Extracted records:

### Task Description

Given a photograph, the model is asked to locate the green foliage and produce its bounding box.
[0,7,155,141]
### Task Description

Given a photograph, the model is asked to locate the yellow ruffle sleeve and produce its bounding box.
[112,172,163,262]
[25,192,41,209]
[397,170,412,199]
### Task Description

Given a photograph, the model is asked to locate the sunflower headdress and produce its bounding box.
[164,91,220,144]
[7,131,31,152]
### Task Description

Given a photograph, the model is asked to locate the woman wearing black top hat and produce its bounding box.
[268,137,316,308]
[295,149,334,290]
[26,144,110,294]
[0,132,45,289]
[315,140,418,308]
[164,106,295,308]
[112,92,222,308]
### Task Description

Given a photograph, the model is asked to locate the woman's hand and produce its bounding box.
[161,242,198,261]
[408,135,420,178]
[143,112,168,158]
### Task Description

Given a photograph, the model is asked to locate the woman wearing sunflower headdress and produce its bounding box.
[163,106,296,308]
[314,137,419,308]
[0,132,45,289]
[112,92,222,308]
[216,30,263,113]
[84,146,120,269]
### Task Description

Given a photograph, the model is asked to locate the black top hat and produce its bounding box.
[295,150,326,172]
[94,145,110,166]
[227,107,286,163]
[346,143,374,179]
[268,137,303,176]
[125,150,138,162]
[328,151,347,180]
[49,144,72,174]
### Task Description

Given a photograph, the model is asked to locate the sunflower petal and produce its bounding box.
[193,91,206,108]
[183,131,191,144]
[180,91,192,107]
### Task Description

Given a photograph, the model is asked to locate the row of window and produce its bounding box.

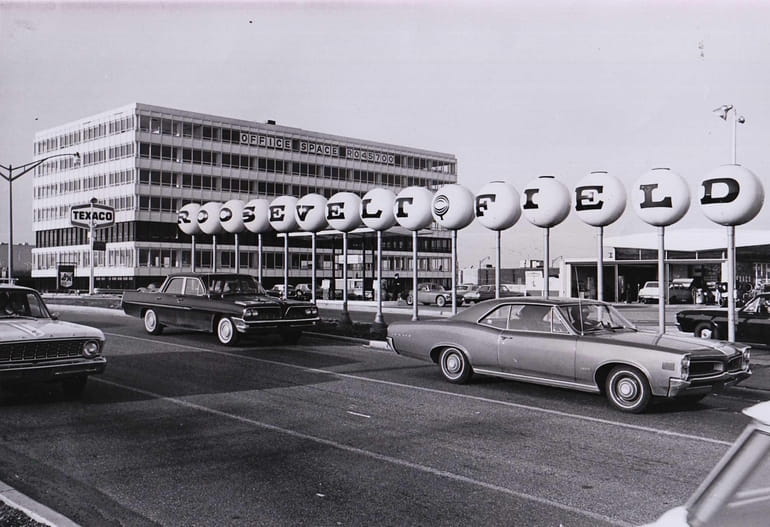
[34,115,135,154]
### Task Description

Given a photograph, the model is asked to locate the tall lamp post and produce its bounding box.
[0,152,80,284]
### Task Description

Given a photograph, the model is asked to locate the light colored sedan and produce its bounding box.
[387,297,751,413]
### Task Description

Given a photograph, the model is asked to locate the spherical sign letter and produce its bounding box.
[631,168,690,227]
[520,176,570,229]
[572,172,626,227]
[431,185,474,230]
[393,187,433,231]
[359,188,396,231]
[198,201,222,234]
[267,196,299,232]
[326,192,361,232]
[219,199,244,233]
[700,165,765,226]
[243,199,272,234]
[176,203,201,235]
[294,194,328,232]
[474,181,521,231]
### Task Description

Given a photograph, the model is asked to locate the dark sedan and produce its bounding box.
[676,293,770,346]
[387,297,751,413]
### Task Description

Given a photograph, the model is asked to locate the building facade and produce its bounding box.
[32,103,457,290]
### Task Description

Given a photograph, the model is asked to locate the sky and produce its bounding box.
[0,0,770,267]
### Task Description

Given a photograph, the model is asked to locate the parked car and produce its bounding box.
[387,297,751,413]
[406,282,463,307]
[0,285,107,397]
[648,401,770,527]
[676,293,770,346]
[639,282,660,304]
[464,284,526,304]
[122,273,319,346]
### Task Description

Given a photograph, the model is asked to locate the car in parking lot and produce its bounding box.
[0,285,107,397]
[386,297,751,413]
[676,293,770,346]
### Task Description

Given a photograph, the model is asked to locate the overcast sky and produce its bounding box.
[0,0,770,266]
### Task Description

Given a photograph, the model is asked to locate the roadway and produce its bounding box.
[0,306,759,526]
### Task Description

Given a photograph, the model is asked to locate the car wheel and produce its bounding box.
[439,348,473,384]
[144,309,163,335]
[606,366,652,414]
[693,322,717,339]
[62,375,88,399]
[217,317,238,346]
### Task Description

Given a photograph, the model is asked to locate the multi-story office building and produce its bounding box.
[32,103,457,289]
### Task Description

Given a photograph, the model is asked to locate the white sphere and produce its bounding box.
[572,172,626,227]
[176,203,201,235]
[267,196,299,232]
[219,199,245,233]
[520,176,570,229]
[294,194,328,232]
[359,188,396,231]
[198,201,222,234]
[700,165,765,226]
[431,185,474,230]
[474,181,521,231]
[631,168,690,227]
[326,192,361,232]
[243,199,273,234]
[393,187,433,231]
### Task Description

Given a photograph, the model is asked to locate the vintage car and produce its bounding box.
[387,297,751,413]
[676,293,770,346]
[406,282,463,307]
[122,273,319,346]
[0,285,107,397]
[648,401,770,527]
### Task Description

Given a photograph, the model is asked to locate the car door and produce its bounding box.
[498,304,577,382]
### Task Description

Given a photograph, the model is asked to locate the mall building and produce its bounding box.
[32,103,457,290]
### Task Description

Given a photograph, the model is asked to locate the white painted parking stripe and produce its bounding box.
[105,333,732,446]
[94,377,631,527]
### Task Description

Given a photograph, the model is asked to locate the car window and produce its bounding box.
[479,306,511,329]
[166,277,184,295]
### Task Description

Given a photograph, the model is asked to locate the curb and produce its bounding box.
[0,481,80,527]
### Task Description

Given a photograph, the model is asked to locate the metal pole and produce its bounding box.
[658,227,667,335]
[495,231,502,298]
[596,227,604,302]
[412,231,420,320]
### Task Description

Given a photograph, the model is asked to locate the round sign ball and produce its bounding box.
[700,165,765,226]
[219,199,245,233]
[474,181,521,231]
[267,196,299,232]
[176,203,201,235]
[572,172,626,227]
[359,188,396,231]
[326,192,361,232]
[198,201,222,234]
[431,184,474,230]
[393,187,433,231]
[631,168,690,227]
[294,194,328,232]
[520,176,570,229]
[243,199,273,234]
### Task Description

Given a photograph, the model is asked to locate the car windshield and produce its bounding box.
[0,290,50,318]
[209,276,265,295]
[560,303,636,334]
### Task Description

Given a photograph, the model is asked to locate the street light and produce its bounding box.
[0,152,80,284]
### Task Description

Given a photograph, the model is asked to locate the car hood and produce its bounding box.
[585,331,738,356]
[0,318,104,343]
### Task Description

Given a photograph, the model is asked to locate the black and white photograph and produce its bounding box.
[0,0,770,527]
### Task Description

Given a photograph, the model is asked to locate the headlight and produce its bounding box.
[83,340,101,358]
[679,355,690,379]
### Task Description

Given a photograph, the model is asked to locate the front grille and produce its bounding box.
[0,340,86,363]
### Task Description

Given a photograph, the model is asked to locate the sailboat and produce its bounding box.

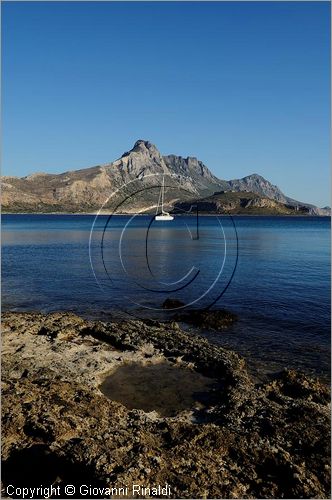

Do this: Lay out the lines from the beginning of the data through the line containing "[397,170,412,199]", inclusive, as a numbered list, leaving out any blank lines.

Answer for this exercise:
1. ### Task Description
2. Given a photograph, the model is asked to locate the green foliage and produce its bounding box.
3. [0,7,155,141]
4. ### Task Description
5. Given a photograph, the model is asked to locate the yellow ruffle sleeve and produce its bounding box.
6. [112,172,163,262]
7. [25,192,41,209]
8. [397,170,412,199]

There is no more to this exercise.